以下に示す行をすべて、一字一句違えずにそのまま書き写してください。
____
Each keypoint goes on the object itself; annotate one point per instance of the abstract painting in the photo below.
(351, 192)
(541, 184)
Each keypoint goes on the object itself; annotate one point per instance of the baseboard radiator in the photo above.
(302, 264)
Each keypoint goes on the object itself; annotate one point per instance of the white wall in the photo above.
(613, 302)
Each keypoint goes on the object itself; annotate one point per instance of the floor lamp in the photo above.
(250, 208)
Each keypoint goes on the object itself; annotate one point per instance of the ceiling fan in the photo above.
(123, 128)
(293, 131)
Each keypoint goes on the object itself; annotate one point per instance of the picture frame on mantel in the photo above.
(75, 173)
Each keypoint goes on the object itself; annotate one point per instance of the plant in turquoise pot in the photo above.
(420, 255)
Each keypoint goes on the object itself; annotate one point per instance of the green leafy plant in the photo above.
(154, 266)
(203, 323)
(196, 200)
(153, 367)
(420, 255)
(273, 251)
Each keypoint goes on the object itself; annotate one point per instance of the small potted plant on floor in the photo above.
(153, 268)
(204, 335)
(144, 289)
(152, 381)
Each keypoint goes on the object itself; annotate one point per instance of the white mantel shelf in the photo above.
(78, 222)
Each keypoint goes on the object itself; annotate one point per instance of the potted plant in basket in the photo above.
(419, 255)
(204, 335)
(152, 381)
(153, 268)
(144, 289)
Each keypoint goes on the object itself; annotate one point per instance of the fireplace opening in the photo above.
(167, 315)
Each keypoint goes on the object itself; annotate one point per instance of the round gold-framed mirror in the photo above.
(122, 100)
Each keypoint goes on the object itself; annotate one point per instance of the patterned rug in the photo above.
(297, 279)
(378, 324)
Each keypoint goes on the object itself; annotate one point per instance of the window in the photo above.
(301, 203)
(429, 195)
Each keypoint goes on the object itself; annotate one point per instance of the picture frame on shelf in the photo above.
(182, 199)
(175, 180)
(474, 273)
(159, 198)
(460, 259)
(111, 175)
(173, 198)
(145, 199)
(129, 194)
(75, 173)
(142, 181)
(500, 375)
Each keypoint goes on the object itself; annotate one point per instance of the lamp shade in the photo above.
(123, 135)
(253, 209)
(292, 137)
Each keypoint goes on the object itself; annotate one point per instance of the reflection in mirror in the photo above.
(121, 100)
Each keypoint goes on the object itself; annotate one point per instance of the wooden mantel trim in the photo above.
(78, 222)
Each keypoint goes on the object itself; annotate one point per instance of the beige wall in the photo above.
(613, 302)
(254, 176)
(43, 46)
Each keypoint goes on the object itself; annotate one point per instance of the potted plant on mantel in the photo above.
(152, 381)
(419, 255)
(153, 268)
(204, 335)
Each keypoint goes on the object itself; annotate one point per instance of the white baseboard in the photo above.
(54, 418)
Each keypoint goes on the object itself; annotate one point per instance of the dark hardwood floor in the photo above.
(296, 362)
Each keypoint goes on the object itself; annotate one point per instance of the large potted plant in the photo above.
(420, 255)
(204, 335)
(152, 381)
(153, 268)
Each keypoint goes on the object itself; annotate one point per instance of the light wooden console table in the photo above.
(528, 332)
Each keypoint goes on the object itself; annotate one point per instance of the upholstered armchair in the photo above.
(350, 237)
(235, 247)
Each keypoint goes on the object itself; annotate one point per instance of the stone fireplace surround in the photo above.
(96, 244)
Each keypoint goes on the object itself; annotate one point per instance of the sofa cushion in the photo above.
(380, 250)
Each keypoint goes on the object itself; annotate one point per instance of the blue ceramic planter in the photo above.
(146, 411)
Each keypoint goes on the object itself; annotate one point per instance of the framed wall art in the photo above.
____
__本問の解答__:
Each keypoint goes on the object itself; annotate one point per instance of the abstract painting in the photo below.
(351, 192)
(541, 184)
Each keypoint goes on the object itself; annotate one point per instance of the baseboard radiator in the photo above.
(302, 264)
Each keypoint goes on the object itself; annotate one point per instance of the white wall in the photo above.
(613, 302)
Each keypoint goes on the object itself; annotate one point per instance of the floor lamp in the photo above.
(250, 208)
Each keypoint goes on the object itself; annotate one point per instance of the ceiling fan in the photo above.
(123, 128)
(293, 131)
Each keypoint goes on the object itself; annotate one point per instance of the picture frame on mantel in the photo above.
(75, 173)
Each keypoint goes on the object itself; annotate one point per instance of the plant in turquoise pot in the photo above.
(420, 255)
Each keypoint goes on the object itself; annotate one point per instance of the green leafy plant in the photo above.
(154, 266)
(203, 323)
(196, 200)
(153, 367)
(420, 255)
(273, 251)
Each keypoint goes on the object itself; annotate one point per instance of the small potted plant on floor in the photo above.
(153, 268)
(204, 335)
(144, 289)
(152, 381)
Each keypoint goes on the object itself; annotate one point per instance of the white mantel shelf in the photo above.
(78, 222)
Each keypoint goes on the object itself; annotate one point per instance of the potted plant in basket in the photo above.
(419, 255)
(204, 335)
(152, 381)
(153, 268)
(144, 289)
Each keypoint goes on the object itself; annotate one point per instance of the fireplace opening in the photo above.
(167, 315)
Each keypoint goes on the object itself; annotate one point per instance of the round gold-framed mirror in the photo above.
(122, 100)
Each keypoint goes on the object itself; annotate one point per instance of the patterned rug in the photo above.
(297, 279)
(378, 324)
Each keypoint goes on the object itself; annotate one point per instance of the window in the photo above.
(301, 203)
(429, 195)
Each keypoint goes on the object itself; annotate one point per instance of the picture frame on shelf in the photo above.
(182, 199)
(175, 180)
(474, 273)
(159, 198)
(460, 259)
(111, 175)
(173, 198)
(145, 199)
(129, 194)
(75, 173)
(142, 181)
(500, 375)
Each keypoint goes on the object itself; annotate one point per instance of the lamp shade in the photo above.
(123, 135)
(253, 209)
(292, 137)
Each keypoint goes on the object itself; annotate one point per instance of the reflection in mirror in the photo above.
(121, 100)
Each keypoint goes on the object itself; annotate one point per instance of the wooden mantel trim in the photo above.
(78, 222)
Each keypoint goes on the object itself; annotate one point per instance of the beige wall in the photo above.
(613, 302)
(254, 176)
(43, 46)
Each keypoint goes on the object itself; annotate one point per instance of the potted plant on mantel in the photo above.
(152, 381)
(419, 255)
(153, 268)
(204, 335)
Each keypoint goes on the object itself; annotate one point per instance of the white baseboard in the photo above.
(54, 418)
Each keypoint goes on the object itself; annotate one point per instance of the dark hardwood floor in the photo above.
(296, 362)
Each keypoint goes on the object itself; annotate one point per instance of the large potted plant in the photo above.
(420, 255)
(204, 335)
(152, 381)
(153, 268)
Each keypoint goes on the object itself; annotate one point per instance of the light wooden console table in the photo above.
(528, 332)
Each keypoint goes on the object itself; annotate one point per instance of the upholstered armchair in the photo above.
(350, 237)
(235, 247)
Each keypoint goes on the object itself; annotate one point per instance of the stone fireplace surround in the photo above.
(96, 244)
Each keypoint goes on the object itself; annotate one point per instance of the sofa cushion in the photo above.
(380, 250)
Each keypoint goes on the object itself; annotate one point per instance of the blue ceramic planter in the photo above.
(146, 411)
Each keypoint goes on the object itself; annotate one point per instance of the framed wall art in the photo above.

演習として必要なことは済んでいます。